* **YOUR INSTRUCTIONS**
Output only the lines from the one holding "Pick out the entrance" to the end of the data below, please, copied exactly.

* **RECORD EXTRACTS**
=== Begin Enclosure ===
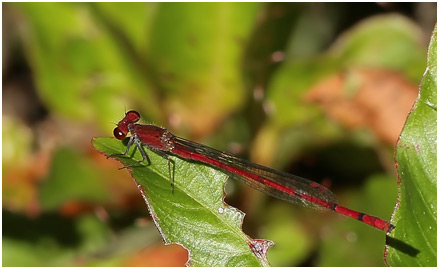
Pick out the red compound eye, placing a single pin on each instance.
(119, 134)
(132, 116)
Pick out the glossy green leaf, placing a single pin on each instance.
(414, 241)
(194, 214)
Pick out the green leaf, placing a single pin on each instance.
(414, 241)
(194, 214)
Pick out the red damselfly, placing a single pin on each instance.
(281, 185)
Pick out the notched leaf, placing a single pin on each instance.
(194, 215)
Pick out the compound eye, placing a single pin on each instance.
(119, 134)
(132, 116)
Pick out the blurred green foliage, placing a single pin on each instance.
(416, 155)
(219, 73)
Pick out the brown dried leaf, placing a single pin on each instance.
(369, 98)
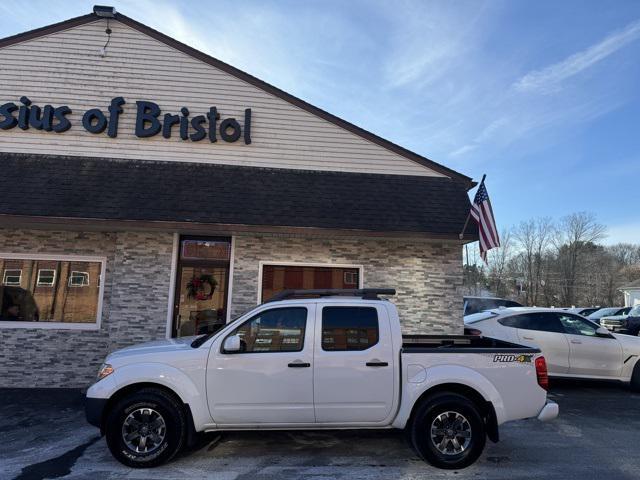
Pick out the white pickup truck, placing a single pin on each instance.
(317, 360)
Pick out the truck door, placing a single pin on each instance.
(354, 364)
(270, 381)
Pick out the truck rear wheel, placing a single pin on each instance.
(146, 428)
(635, 378)
(448, 432)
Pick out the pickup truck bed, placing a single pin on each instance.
(460, 343)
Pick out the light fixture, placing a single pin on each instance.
(104, 11)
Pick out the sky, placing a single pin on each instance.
(543, 97)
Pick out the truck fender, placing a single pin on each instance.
(170, 377)
(419, 384)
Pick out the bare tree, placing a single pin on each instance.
(498, 262)
(573, 234)
(533, 238)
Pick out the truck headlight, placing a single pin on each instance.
(105, 371)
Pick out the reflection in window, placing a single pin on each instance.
(79, 279)
(275, 330)
(46, 290)
(577, 326)
(349, 328)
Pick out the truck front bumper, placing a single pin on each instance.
(93, 409)
(549, 411)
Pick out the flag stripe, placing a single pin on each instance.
(482, 213)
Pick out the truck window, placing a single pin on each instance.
(349, 328)
(275, 330)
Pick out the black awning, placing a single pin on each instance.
(116, 189)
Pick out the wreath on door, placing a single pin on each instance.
(201, 287)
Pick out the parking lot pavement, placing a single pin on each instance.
(44, 435)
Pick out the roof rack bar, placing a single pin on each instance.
(365, 293)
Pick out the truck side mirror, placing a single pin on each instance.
(232, 344)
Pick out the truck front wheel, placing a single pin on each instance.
(146, 428)
(447, 431)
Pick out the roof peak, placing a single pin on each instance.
(108, 12)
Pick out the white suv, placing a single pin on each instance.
(572, 345)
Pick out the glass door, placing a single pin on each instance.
(201, 286)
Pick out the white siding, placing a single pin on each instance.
(65, 68)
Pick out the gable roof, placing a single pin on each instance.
(250, 79)
(77, 188)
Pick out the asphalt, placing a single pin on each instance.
(43, 435)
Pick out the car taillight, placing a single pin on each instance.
(541, 372)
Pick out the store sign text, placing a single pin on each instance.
(149, 121)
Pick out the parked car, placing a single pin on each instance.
(572, 345)
(316, 363)
(628, 324)
(584, 311)
(607, 312)
(479, 304)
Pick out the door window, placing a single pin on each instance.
(540, 321)
(349, 328)
(275, 330)
(577, 326)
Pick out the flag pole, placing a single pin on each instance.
(466, 222)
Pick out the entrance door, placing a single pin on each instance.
(201, 286)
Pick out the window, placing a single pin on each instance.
(12, 277)
(79, 279)
(276, 278)
(349, 328)
(540, 321)
(46, 277)
(42, 289)
(577, 326)
(275, 330)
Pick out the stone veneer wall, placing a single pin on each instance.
(427, 276)
(134, 306)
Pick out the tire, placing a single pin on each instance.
(146, 428)
(448, 413)
(635, 378)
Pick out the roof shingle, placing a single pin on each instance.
(114, 189)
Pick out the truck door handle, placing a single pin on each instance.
=== End Enclosure ===
* **SOLUTION TO THE EXERCISE**
Pick out the entrance door, placing a single pin on each instance.
(201, 286)
Pick out the window, placing a single pin on each instance.
(12, 277)
(79, 279)
(276, 278)
(349, 328)
(540, 321)
(46, 277)
(42, 289)
(577, 326)
(275, 330)
Pick out the stone veneer wall, placing a single pin on each instance.
(427, 276)
(134, 306)
Pick out the tire, placing a single pin on each instance.
(146, 428)
(448, 413)
(635, 378)
Pick out the roof shingle, placing a single pin on each instance.
(114, 189)
Pick out the truck door handle, placing a single pin on each instance.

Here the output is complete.